▶ EXPLORE THE MATERIAL
1. Answer these questions from the SIPPY II study description below:
(a) What ages were the SIPPY II participants?
(b) What drink did the study test?
(c) Which phase are participants completing now?
2. According to the SIPPY II study description below, why was the SIPPY II Study designed, and what was it meant to determine?
3. Carry on the family medicine research text below from its final sentence.

▶ TEXT UNDER STUDY

□ □ □ □ □ □ □

Translational Research: Department of Family Medicine

CURRENT STUDIES

The Study to Investigate the Potential of Probiotics in Yogurt II (SIPPY II) Study

The SIPPY II Study was designed to further the research of The SIPPY Study. As with the SIPPY study, the purpose of this study was to determine if the consumption of a yogurt drink would decrease illnesses and absences from daycare or school, however there were some differences between the studies. The participants in SIPPY II were between the ages of 2 and 4 and there were different sponsors for the studies. All of the participants have been recruited for this study and they are currently completing the intervention phase of the study.

□ □ □ □ □ □ □

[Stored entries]
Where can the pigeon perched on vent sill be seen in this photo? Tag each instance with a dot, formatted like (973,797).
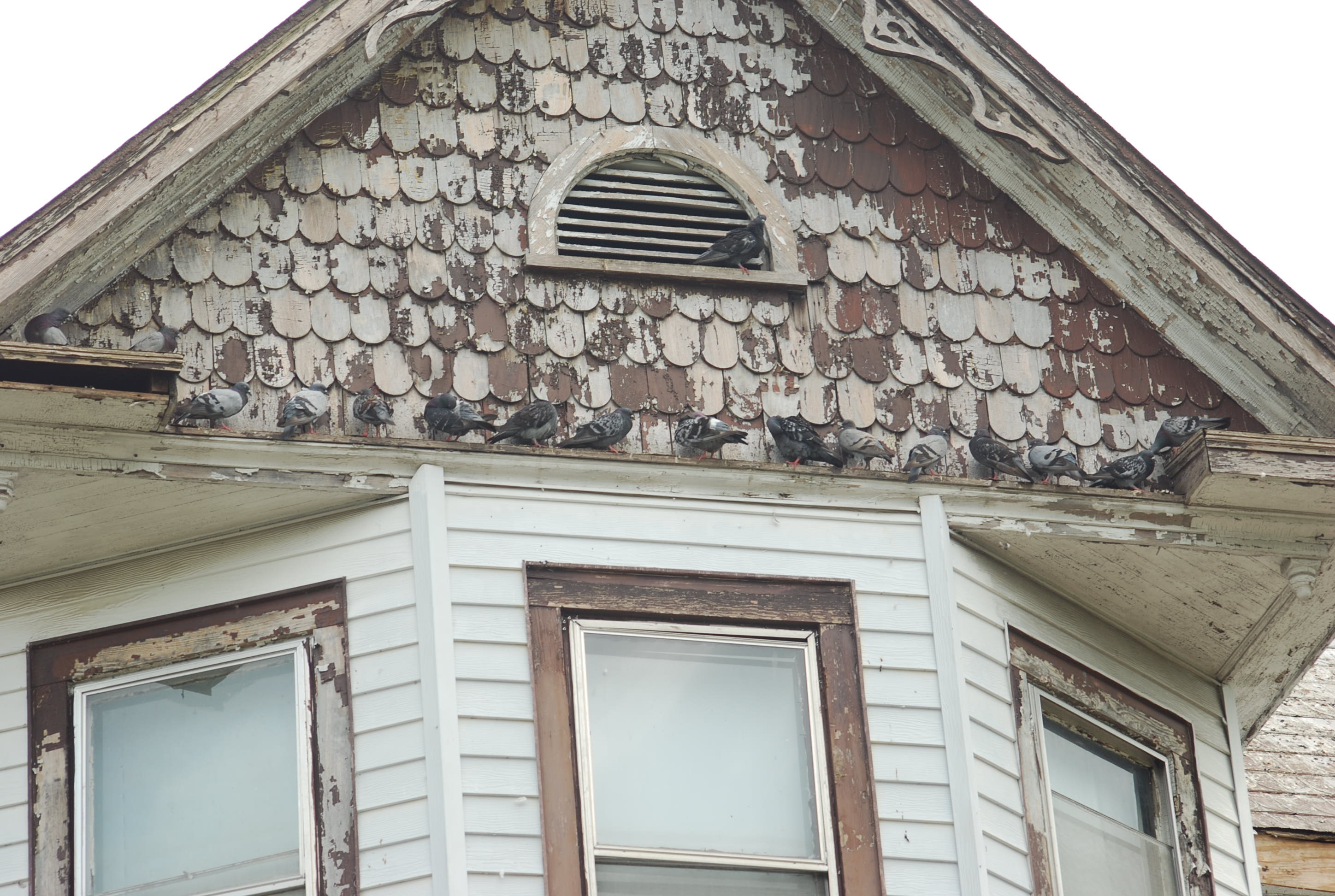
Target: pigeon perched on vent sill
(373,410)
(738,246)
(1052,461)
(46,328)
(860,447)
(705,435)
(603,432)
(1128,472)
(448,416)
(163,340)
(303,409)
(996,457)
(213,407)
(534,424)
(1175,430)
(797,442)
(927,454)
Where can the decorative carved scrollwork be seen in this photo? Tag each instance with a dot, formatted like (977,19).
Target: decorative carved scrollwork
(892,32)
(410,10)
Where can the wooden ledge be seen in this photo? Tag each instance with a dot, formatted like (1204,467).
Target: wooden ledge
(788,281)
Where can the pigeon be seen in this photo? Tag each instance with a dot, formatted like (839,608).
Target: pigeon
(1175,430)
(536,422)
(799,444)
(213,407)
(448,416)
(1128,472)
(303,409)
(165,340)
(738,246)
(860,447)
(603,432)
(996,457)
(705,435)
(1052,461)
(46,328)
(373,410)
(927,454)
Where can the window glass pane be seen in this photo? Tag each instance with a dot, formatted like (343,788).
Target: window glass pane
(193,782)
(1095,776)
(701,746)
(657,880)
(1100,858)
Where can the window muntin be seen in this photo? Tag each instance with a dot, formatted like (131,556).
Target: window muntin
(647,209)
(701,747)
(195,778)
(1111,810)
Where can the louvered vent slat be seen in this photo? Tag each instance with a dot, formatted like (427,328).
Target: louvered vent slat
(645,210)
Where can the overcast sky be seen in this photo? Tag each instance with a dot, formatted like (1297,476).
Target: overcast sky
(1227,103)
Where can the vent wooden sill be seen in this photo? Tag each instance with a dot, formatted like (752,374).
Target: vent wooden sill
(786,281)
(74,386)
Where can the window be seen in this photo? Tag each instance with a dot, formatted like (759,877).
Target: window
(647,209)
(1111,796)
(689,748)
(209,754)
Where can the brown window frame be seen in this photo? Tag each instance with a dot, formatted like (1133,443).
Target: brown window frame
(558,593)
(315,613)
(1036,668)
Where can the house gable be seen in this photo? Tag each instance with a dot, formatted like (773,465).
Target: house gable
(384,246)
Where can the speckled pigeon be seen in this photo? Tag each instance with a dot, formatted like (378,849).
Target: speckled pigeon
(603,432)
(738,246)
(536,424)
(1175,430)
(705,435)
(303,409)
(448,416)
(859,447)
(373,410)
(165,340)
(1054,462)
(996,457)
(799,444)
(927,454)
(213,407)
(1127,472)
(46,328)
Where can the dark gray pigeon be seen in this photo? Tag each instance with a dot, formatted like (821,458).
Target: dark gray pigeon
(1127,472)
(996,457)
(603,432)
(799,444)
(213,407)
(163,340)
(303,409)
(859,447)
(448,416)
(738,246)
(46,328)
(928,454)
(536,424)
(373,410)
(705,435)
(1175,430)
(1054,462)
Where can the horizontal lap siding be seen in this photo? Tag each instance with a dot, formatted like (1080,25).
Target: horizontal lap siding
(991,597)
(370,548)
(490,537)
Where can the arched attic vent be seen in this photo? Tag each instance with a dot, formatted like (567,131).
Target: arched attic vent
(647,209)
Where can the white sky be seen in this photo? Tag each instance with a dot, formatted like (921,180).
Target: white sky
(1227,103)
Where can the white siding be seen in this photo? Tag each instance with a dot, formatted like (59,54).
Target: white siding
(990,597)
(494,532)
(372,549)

□ □ □ □ □ □ □

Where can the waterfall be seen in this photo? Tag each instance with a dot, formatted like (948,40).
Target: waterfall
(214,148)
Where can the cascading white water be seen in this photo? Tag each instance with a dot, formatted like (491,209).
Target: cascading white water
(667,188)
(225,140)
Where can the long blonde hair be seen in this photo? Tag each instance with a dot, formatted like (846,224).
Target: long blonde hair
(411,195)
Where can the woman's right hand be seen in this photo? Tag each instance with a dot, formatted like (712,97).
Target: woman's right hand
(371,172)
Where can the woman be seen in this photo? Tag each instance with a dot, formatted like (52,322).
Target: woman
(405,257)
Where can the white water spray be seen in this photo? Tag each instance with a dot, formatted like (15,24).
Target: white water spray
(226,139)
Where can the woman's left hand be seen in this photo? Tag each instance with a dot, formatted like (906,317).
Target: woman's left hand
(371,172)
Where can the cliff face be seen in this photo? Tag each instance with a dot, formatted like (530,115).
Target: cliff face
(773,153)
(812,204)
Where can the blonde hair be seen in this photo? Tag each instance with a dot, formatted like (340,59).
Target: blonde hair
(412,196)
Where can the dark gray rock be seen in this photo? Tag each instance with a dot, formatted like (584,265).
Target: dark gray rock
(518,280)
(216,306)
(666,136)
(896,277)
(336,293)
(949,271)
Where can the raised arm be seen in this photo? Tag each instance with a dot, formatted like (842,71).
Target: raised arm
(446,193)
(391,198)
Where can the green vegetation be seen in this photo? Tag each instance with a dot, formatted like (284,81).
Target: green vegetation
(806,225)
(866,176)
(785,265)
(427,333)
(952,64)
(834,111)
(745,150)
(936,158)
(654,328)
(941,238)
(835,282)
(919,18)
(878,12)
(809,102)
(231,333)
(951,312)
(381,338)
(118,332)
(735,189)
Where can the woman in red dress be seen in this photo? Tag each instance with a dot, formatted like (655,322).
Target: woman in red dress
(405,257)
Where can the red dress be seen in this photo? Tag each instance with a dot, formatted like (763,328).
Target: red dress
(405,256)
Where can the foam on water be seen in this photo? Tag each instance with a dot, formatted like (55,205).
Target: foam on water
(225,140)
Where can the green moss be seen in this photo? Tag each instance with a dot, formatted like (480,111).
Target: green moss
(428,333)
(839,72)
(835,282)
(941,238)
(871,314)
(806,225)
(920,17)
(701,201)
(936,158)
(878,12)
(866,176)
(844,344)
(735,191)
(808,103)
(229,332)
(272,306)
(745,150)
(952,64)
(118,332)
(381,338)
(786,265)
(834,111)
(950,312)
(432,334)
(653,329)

□ □ □ □ □ □ □

▶ RESULTS BY TASK
1.
(a) Between 2 and 4.
(b) A yogurt drink.
(c) The intervention phase.

2. The SIPPY II Study was designed to further the research of The SIPPY Study. Its purpose was to determine whether consuming a yogurt drink would decrease illnesses and absences from daycare or school.

3.
Probiotics in Healthy Adults to determine Safety and Efficacy (PHASE) Study

The purpose of The PHASE Study is to assess the safety of BB-12 yogurt when consumed by generally healthy adults while taking antibiotics. Overall healthy adults that are placed on a 10 day course of antibiotics by their regular physician for respiratory infections will be given a 10 day supply of yogurt either containing BB-12 (active) or not containing BB-12 (placebo) to consume during the period that they are taking antibiotics. Participants are not required to travel and are compensated for their time. The PHASE Study is currently enrolling participants. For more information on eligibility, please contact 202-687-6454 or visit www.thephasestudy.com.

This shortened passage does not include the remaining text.